**Stored data entries:**
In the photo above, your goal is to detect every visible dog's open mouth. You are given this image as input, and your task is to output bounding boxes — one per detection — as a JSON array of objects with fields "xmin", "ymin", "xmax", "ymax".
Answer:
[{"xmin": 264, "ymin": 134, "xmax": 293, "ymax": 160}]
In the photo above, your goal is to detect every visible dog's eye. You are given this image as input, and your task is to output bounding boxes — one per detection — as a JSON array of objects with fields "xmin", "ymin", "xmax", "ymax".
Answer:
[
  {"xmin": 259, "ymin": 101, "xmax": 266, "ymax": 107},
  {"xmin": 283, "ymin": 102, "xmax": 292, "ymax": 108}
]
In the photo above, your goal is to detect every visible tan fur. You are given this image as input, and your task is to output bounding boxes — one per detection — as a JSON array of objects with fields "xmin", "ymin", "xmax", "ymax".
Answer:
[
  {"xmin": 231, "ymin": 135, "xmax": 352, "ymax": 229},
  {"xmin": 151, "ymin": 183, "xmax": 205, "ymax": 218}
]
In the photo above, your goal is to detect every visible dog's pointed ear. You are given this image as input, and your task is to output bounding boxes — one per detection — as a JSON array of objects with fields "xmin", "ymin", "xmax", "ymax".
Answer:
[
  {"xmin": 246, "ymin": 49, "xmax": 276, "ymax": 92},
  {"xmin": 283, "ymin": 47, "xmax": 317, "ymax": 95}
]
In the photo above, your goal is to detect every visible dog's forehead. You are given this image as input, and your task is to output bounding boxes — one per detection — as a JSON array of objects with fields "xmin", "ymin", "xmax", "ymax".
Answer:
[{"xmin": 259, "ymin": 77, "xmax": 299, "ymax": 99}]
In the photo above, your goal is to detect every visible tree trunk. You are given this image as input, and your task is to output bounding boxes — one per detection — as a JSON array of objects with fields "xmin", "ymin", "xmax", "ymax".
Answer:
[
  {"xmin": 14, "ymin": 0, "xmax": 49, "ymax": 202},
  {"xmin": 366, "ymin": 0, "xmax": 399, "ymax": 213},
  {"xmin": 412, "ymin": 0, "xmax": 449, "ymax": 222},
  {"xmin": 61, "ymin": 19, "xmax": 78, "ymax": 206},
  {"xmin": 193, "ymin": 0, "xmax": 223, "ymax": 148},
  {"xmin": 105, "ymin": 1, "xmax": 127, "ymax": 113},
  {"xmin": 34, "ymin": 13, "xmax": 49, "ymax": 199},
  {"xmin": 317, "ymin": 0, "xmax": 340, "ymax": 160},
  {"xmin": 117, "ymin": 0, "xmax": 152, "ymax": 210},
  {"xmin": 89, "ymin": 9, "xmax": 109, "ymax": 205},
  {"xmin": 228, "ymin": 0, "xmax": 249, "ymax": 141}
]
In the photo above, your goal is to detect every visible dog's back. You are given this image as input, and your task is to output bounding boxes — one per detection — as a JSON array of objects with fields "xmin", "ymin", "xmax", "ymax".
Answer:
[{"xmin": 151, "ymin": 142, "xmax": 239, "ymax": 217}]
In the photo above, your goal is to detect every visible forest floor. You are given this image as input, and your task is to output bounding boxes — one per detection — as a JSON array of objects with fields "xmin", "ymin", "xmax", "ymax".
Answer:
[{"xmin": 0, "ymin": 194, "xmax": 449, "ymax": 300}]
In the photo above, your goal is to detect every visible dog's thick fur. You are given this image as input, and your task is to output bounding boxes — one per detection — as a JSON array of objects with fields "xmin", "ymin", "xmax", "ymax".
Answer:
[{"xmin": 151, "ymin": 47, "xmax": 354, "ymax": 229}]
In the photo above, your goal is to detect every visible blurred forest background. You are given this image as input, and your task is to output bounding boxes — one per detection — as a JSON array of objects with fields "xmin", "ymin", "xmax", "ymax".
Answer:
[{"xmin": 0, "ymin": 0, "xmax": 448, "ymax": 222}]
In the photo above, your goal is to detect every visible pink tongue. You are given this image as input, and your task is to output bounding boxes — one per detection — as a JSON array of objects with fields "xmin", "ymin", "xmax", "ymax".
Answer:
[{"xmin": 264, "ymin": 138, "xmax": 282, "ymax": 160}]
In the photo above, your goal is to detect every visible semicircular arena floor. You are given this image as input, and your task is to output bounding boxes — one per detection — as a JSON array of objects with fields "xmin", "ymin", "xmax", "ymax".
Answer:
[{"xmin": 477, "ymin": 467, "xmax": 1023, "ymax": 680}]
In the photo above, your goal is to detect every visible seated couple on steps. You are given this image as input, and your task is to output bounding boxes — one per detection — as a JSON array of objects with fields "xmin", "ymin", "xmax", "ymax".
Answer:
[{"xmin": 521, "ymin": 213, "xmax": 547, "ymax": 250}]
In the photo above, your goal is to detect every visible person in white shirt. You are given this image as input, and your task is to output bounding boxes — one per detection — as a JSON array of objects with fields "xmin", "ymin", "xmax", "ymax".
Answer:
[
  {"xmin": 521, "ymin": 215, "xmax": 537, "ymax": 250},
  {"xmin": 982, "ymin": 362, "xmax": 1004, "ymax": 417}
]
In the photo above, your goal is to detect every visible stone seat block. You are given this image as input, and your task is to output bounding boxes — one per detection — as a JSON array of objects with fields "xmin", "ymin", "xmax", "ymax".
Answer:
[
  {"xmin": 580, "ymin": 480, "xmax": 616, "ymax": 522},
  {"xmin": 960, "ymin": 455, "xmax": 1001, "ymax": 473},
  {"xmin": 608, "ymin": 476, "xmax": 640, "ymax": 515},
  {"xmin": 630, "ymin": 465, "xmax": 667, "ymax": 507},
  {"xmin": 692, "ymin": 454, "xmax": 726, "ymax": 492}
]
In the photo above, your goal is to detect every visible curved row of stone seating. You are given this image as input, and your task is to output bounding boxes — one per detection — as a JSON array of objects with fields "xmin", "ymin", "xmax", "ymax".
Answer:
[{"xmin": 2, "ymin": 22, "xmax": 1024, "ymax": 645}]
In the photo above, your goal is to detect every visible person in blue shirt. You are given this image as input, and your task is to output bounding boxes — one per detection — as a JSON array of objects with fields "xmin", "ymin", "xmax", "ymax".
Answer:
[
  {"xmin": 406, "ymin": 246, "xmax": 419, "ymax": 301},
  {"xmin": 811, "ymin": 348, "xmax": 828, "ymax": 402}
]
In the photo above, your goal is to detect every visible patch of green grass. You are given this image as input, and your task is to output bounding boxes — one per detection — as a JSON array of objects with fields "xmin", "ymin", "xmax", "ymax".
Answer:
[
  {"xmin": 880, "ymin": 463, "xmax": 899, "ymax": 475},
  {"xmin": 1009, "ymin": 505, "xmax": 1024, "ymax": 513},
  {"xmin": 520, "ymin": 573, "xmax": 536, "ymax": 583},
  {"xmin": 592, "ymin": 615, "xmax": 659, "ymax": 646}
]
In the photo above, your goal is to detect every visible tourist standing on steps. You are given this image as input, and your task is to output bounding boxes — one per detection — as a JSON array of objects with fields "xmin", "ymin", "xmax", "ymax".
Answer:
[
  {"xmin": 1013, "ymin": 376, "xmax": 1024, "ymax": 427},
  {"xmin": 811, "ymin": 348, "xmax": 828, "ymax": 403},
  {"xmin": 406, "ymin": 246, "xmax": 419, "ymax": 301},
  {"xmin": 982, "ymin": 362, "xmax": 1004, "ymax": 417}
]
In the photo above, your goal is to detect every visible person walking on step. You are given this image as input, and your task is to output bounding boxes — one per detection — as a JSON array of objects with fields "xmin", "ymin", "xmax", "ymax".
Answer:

**ACTIVITY:**
How many of the lines above hold the word "steps"? State that number and nothing else.

**FINISHED TASK:**
2